Excerpted text:
---------------

Heat management is a major issue in the complex electronic devices and affects powerful computer in numerous ways. The thermal design power and CPU power dissipation issues in supercomputing by far exceeds those of traditional computer cooling technologies.
The packing of thousands of processors together generates huge amount of heat density which needs to be dealt with. The Cray-2 was liquid cooled and also used a Fluorinert “cooling waterfall” which was forced through the modules under pressure.
Operating systems:
Operating systems which are required by the super computers have undergone major transformations, based on the changes in the architecture of the super computer. While early operating systems were custom tailored to each supercomputer to gain speed, the trend has been to move away from built in operating systems to the adaptation of more generic software such as Linux.
Since the modern massively parallel supercomputers typically separate the computations from other services by using multiple nodes, they usually run different operating systems based on different nodes such as using a small and efficient lightweight kernel such as CNK or CNL on compute nodes, but a larger system such as a Linux-derivative on server and I/O nodes.

---------------

(Data records)
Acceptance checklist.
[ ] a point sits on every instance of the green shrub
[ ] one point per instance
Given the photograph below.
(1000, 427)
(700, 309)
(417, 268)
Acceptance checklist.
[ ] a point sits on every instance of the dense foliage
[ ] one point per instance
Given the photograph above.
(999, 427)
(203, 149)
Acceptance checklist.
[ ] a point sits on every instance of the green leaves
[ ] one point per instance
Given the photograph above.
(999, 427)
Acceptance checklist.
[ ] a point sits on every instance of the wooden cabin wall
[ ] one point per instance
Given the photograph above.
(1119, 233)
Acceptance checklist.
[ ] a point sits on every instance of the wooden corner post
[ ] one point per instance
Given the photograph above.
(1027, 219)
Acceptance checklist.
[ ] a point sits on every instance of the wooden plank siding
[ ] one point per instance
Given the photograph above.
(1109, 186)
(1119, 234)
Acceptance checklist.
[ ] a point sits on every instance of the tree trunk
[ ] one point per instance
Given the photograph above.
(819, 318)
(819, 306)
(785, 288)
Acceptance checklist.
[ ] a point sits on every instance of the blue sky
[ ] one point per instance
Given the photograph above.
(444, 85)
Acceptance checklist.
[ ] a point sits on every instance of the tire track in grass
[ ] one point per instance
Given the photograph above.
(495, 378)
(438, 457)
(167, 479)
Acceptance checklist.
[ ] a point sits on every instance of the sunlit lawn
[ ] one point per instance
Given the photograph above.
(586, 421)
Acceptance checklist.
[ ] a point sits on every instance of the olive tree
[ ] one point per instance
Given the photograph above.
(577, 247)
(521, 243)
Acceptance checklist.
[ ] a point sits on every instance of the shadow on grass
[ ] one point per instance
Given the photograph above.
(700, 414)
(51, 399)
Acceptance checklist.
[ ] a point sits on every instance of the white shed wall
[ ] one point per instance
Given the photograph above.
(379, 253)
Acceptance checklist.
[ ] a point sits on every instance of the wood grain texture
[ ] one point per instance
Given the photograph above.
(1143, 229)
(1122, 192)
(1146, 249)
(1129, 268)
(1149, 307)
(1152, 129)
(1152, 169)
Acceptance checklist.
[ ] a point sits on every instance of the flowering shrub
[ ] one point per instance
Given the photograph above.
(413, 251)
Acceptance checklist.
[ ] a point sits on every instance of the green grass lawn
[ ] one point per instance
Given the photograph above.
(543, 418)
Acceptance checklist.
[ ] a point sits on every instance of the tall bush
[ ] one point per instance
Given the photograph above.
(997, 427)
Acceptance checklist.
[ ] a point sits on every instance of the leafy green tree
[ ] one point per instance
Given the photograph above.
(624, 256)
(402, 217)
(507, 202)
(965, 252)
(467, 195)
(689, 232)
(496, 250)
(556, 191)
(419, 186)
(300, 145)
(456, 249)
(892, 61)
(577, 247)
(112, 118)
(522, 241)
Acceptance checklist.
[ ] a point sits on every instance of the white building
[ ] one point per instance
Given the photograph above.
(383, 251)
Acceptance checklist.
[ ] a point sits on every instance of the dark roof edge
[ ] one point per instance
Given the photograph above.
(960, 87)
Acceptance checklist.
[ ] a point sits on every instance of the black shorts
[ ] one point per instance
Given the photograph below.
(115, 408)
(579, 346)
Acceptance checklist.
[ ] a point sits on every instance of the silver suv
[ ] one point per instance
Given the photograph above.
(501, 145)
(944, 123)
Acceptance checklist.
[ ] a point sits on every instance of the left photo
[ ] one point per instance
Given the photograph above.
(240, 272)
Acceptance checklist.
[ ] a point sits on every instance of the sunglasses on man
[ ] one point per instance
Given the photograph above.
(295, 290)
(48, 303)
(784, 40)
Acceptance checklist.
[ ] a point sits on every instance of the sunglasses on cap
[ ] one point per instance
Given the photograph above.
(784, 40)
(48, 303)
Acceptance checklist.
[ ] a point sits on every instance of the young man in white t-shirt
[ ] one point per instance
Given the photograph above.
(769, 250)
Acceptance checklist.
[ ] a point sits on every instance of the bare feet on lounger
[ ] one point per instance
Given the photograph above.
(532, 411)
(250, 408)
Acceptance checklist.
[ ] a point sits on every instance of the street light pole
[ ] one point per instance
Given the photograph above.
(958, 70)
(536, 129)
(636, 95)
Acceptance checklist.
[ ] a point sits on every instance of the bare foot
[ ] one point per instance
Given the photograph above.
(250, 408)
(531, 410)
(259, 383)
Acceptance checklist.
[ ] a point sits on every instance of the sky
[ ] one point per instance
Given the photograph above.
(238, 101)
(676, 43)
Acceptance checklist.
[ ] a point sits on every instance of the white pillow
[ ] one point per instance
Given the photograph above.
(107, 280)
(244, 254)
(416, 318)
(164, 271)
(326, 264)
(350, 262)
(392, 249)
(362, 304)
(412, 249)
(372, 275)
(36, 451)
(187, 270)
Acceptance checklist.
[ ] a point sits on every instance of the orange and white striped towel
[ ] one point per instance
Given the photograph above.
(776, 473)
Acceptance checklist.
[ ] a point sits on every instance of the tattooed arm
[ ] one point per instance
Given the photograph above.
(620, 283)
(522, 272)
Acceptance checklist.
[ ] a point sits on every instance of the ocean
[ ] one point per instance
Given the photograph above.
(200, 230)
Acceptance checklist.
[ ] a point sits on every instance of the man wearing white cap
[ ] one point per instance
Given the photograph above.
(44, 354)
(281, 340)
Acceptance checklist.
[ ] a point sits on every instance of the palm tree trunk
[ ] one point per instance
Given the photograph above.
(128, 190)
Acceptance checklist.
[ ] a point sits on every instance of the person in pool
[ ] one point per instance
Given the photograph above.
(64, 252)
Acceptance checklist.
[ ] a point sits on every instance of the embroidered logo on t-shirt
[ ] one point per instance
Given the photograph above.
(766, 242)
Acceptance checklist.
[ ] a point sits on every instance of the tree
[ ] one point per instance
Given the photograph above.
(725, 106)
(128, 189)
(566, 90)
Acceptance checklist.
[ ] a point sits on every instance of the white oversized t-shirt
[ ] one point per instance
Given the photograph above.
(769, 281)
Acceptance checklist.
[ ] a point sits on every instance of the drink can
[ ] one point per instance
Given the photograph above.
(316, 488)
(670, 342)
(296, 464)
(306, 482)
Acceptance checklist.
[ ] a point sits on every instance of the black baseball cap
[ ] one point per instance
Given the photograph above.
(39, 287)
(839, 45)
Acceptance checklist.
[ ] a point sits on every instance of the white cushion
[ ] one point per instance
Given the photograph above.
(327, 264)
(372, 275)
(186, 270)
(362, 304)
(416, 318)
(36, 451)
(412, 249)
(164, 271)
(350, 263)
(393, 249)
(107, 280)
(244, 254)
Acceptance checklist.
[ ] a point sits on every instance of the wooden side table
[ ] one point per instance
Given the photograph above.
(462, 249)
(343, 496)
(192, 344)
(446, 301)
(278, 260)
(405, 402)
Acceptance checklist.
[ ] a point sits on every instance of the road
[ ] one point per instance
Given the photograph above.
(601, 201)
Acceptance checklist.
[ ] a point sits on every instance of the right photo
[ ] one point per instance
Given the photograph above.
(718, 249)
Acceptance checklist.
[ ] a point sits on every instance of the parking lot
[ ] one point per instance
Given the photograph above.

---------------

Work order:
Answer these questions from the excerpt on supercomputers:
1. Which machine used a Fluorinert "cooling waterfall"?
2. What did early operating systems gain by being custom tailored to each supercomputer?
3. What kind of system runs on server and I/O nodes?

Your response:
1. The Cray-2
2. Speed
3. A larger system such as a Linux-derivative